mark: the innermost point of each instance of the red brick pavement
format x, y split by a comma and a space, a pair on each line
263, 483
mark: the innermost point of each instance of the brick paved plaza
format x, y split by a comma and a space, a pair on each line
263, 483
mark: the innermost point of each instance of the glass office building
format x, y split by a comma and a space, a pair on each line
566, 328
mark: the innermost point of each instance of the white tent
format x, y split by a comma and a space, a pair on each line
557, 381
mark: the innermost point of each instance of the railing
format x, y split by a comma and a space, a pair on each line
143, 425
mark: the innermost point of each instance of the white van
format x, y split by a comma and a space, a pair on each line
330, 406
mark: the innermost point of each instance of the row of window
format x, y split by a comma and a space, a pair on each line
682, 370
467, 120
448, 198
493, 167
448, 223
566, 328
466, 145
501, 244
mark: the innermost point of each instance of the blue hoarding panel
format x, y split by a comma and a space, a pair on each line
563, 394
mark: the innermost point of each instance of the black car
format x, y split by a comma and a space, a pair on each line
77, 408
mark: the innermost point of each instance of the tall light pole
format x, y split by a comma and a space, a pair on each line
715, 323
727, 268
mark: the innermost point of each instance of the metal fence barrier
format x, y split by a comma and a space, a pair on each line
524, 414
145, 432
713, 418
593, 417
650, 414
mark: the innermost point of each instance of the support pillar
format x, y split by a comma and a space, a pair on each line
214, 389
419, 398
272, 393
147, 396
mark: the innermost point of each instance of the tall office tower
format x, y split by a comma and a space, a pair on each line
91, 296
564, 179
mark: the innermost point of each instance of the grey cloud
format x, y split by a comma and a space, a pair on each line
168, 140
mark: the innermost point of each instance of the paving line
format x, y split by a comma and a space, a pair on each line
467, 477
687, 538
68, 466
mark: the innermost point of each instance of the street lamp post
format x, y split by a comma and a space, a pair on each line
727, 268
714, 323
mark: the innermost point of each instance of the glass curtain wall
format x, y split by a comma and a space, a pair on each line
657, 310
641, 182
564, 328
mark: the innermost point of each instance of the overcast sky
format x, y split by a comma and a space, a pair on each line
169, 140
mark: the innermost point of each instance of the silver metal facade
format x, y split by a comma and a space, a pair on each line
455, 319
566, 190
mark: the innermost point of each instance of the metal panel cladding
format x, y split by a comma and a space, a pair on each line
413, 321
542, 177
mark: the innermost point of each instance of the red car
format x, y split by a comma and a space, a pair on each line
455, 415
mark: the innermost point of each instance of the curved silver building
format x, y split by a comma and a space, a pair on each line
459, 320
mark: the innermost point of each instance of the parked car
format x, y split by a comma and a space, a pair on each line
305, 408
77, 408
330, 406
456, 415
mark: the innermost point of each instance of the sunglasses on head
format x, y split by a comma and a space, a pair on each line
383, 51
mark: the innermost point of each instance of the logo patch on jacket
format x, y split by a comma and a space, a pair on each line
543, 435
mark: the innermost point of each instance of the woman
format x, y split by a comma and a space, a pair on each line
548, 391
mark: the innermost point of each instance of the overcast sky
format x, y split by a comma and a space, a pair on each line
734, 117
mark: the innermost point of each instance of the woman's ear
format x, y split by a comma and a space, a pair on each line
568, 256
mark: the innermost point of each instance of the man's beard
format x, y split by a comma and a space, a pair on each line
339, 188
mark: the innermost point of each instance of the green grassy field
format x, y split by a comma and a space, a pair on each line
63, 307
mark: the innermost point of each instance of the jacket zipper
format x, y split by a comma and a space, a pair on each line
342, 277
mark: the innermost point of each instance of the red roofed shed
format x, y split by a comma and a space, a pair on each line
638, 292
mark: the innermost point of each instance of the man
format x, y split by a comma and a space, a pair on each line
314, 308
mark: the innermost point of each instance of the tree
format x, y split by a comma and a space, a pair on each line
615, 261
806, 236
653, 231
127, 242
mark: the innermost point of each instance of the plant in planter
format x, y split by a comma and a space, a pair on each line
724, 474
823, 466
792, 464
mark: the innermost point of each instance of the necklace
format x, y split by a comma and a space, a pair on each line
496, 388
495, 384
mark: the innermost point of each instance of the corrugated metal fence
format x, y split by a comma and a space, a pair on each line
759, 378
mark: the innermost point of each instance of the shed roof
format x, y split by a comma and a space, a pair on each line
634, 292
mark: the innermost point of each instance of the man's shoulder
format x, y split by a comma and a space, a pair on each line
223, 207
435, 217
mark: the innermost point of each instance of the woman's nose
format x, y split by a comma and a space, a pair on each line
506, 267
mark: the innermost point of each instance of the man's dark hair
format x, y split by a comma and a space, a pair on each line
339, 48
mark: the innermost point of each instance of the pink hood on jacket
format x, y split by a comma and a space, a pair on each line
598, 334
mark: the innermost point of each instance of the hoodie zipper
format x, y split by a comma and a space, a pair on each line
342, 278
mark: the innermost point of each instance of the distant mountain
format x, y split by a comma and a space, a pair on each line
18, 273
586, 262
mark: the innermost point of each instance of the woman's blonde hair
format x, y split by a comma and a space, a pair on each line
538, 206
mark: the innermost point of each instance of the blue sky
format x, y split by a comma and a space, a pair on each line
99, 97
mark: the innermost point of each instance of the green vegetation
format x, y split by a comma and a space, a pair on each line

☆ ☆ ☆ ☆ ☆

Instruction: Copy out every item above word for word, changing nothing.

Written reply:
mark: the innermost point of each instance of the red brick pavement
format x, y split by a comma and a space, a pair on each line
263, 483
mark: the innermost point of each instance of the brick paved plaza
format x, y split by a comma and a space, a pair on each line
263, 483
mark: the innermost point of each instance of the glass office building
format x, y split by a comma and a space, a pair on each line
566, 328
mark: the innermost point of each instance of the white tent
format x, y split by a comma and a space, a pair on each line
557, 381
mark: the innermost point of each instance of the railing
format x, y split by a comma and a space, a pair on each line
143, 425
mark: the innermost point of each instance of the white van
format x, y split by a comma and a space, a pair on each line
330, 406
mark: the innermost point of each instance of the row of window
format x, y split by a comma and a space, a pair on each line
682, 370
467, 120
448, 198
493, 167
448, 223
566, 328
466, 145
501, 244
mark: the innermost point of each instance of the blue hoarding panel
format x, y split by a comma and a space, a pair on each line
563, 394
mark: the innermost point of each instance of the black car
format x, y split by a comma and a space, a pair on each line
77, 408
mark: the innermost point of each instance of the tall light pole
format x, y split by a comma and a space, a pair on each line
715, 323
727, 268
mark: the innermost point of each instance of the metal fence barrier
format x, y split by a comma and a space, a pair on each line
524, 414
145, 432
713, 418
593, 417
650, 414
mark: the innermost point of each instance of the support pillar
format x, y split by a comma and a space, a pair on each line
214, 389
419, 398
272, 393
147, 396
mark: the innermost point of each instance of the tall office tower
format x, y split by a comma and a space, a pair on each line
91, 296
564, 179
mark: the innermost point of each instance of the grey cloud
format x, y split by a comma and a space, a pair on each line
168, 140
mark: the innermost point of each instance of the paving line
format x, y split by a comma and a space, a pair on each line
467, 477
687, 538
68, 466
mark: the innermost point of each instance of the street lamp post
format x, y split by a comma and a space, a pair on each line
727, 268
714, 323
mark: the innermost point of each instance of the glass curtain wall
format x, y split by a comma and a space, a pair on each line
657, 310
641, 182
564, 328
mark: the innermost point of each instance of the overcast sky
format x, y split by a comma and a space, a pair on each line
169, 140
mark: the innermost point of each instance of the silver metal facade
format x, y split by a comma and a space, a pair on each line
455, 319
566, 190
mark: the innermost point of each instance of the metal panel cladding
format x, y split by a comma and a space, a pair on each line
413, 321
542, 177
mark: the innermost point of each instance of the red car
format x, y split by a comma and a space, a pair on each line
455, 415
mark: the innermost point of each instance of the curved silver building
format x, y split by a comma and a space, a pair on each line
459, 320
mark: the innermost point of each instance of the parked car
format x, y split by a comma and a space, a pair on each line
305, 408
77, 408
330, 406
456, 415
mark: the innermost point of each instance of the sunglasses on head
format x, y split by a comma and a space, a pair on each line
383, 51
mark: the innermost point of each instance of the logo patch on jacket
format x, y split by a comma and a space, a pair on each line
543, 435
mark: the innermost point of each instance of the woman
format x, y split by a comma and a space, a pair on each line
548, 391
mark: the innermost point of each instance of the overcast sky
format x, y split by a comma and a space, a pair on each line
734, 117
mark: the innermost point of each instance of the woman's ear
format x, y split by a comma and a space, a pair on each line
568, 256
mark: the innermost point of each instance of the man's beard
format x, y split by a comma and a space, a pair on each line
339, 188
mark: the innermost point of each instance of the green grassy field
format x, y split by a comma and a space, a pair on each line
63, 307
mark: the innermost point of each instance of the jacket zipper
format x, y split by a comma and a space, a pair on each line
342, 277
mark: the innermost point of each instance of the red roofed shed
format x, y split by a comma and a space, a pair on each line
638, 292
mark: the innermost point of each instance of the man
format x, y split by a comma and a space, a pair on each line
314, 308
mark: the innermost point of each instance of the tree
format x, y split by a comma and a space, a pair on each line
615, 261
806, 236
653, 231
127, 242
mark: the innermost point of each instance of the plant in planter
format x, y split by a comma and a space, a pair on each line
724, 474
823, 466
792, 464
mark: the innermost point of each instance of the necklace
format x, y split by a comma and a space, a pair on each line
496, 388
495, 384
mark: the innermost point of each instance of the corrugated metal fence
format x, y split by a comma and a space, a pair on each line
759, 378
mark: the innermost point of each instance of the shed roof
format x, y split by a comma and a space, a pair on each line
634, 292
mark: the innermost point of each instance of the man's shoulder
format x, y split by a comma and a space, a pair on each line
223, 207
435, 217
mark: the innermost point of each instance of the woman's nose
format x, y split by a comma and a space, a pair on each line
506, 267
mark: the innermost point of each instance of the man's dark hair
format x, y split by a comma and a space, a pair on each line
339, 48
mark: the innermost point of each instance of the pink hood on jacket
format x, y split by a comma and a space, a pair on each line
598, 334
mark: the innermost point of each instance of the hoodie zipper
format x, y split by a comma and a space, a pair on each line
342, 278
mark: the innermost point of each instance of the distant mountain
format x, y split by a comma and a space, a pair on each line
18, 273
586, 262
mark: the innermost point of each instance of the woman's blonde hair
format x, y split by a comma and a space, a pair on each line
538, 206
mark: the innermost point of each instance of the blue sky
format x, y split by a comma and a space, a pair on each line
99, 97
mark: the innermost point of each instance of the green vegetation
format x, y split by a comma and a space, a pair on each line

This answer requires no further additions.